▶ _Text block_
He was fortunate in that he was able to hold off the end long enough to see all the people he cared about, and who cared about him, in his periodic road trips (health permitting) to do his paid job working the sidelines and breaking seemingly impregnable coaches. He singlehandedly removed the caricature of San Antonio Spurs Gregg Popovich and replaced it with a caring if occasionally stubbornly doctrinaire human being.

He humanized himself from the no-color-too-loud-no-design-too-absurd wardrobe dimension that might have dented his career.

And he showed people that one can love a sport and those within it worth loving without losing one’s ability to see it clearly for what it was, and what it was not. This is his gift to basketball, and it is one the business would do well not to forget, ignore or trivialize now that he is no longer there to remind its devotees.

But mostly Craig Sager was a man whose public platform became a primer for facing the unfaceable. There have been others, of course, some who survived and more who passed, but bravery from which others can benefit is a tale that cannot become redundant. He told it with words, with presence, and with the generous smile and spirit that makes such courage seems not only worthwhile but more attainable for those who suffer as he suffered.

And for that, his death stings a bit less. He is gone, but if we choose to pay attention and absorb what he showed, it may sting just a bit less. If that is Craig Sager’s legacy, then death or no, he won his life . . . for himself, and for us all.

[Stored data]
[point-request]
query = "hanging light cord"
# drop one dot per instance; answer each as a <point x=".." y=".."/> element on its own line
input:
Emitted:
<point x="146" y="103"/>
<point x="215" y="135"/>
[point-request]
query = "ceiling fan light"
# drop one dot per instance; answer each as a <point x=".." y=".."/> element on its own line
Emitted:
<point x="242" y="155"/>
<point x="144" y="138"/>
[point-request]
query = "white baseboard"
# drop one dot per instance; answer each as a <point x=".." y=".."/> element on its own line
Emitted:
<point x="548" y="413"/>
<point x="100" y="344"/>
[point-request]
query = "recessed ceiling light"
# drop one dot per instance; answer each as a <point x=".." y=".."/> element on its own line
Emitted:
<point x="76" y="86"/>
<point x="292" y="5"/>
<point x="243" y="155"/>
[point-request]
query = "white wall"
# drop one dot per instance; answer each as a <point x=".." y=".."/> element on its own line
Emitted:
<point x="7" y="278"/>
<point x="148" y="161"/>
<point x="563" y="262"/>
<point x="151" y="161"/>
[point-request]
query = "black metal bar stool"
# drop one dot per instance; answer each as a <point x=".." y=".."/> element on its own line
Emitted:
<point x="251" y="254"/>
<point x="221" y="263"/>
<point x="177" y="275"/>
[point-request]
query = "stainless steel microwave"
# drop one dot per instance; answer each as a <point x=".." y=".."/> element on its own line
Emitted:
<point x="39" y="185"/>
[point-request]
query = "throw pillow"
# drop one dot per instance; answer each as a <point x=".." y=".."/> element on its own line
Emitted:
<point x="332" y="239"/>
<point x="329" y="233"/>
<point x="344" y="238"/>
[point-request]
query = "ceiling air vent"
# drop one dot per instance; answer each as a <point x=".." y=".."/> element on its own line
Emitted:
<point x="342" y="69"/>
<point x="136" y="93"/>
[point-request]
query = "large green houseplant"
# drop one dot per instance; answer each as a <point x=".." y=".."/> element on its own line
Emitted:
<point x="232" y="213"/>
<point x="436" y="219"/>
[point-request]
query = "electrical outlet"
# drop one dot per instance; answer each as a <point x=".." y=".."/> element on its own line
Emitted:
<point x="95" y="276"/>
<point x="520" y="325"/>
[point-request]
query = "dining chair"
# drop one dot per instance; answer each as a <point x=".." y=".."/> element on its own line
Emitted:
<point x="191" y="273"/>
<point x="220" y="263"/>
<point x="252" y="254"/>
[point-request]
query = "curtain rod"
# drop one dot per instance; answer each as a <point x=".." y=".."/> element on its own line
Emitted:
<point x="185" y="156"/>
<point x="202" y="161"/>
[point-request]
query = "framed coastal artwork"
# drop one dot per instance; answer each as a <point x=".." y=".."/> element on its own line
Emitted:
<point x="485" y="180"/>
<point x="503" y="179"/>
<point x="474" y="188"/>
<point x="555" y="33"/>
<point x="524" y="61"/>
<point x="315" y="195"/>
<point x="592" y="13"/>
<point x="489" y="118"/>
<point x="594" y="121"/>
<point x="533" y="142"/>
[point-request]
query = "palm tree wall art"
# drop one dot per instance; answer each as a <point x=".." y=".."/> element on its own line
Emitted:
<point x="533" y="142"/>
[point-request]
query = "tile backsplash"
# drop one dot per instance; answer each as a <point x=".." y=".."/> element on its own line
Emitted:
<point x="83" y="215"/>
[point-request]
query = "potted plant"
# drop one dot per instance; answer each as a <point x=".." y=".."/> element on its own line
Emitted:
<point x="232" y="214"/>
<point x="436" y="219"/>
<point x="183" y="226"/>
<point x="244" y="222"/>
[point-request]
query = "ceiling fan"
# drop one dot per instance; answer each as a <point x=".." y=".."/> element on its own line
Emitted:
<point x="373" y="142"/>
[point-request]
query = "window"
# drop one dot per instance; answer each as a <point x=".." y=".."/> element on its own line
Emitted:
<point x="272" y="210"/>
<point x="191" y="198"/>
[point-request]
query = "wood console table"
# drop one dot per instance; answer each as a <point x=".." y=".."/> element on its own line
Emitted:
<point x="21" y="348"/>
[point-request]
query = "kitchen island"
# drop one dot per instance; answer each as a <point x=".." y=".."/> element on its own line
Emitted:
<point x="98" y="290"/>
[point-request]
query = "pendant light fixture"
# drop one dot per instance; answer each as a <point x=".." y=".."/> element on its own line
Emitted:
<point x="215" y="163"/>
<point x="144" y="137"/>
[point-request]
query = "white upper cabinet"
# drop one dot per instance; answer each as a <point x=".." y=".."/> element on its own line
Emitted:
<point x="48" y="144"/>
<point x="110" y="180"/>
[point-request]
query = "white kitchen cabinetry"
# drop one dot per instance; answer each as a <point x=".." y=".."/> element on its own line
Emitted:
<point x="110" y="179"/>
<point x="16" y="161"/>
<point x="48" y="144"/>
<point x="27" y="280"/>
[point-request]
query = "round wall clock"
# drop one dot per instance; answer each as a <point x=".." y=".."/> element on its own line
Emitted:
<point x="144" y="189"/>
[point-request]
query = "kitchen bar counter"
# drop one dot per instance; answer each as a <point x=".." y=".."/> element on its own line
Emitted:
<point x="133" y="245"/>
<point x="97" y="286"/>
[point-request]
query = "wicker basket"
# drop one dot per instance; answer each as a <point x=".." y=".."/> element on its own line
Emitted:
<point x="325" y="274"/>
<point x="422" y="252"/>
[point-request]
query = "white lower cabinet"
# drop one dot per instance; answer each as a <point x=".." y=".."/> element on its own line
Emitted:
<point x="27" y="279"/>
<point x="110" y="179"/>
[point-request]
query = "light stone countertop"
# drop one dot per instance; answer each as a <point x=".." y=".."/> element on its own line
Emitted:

▶ _Exercise instructions_
Answer these questions about the tribute to Craig Sager, labeling each answer to match.
(a) Whose caricature did Sager replace with a caring if occasionally stubbornly doctrinaire human being?
(b) What three things did Sager tell his tale of bravery with?
(c) What three things does the tribute say the business would do well not to do to his gift?

▶ _Solution_
(a) San Antonio Spurs Gregg Popovich.
(b) Words, presence, and the generous smile and spirit.
(c) Forget, ignore or trivialize it.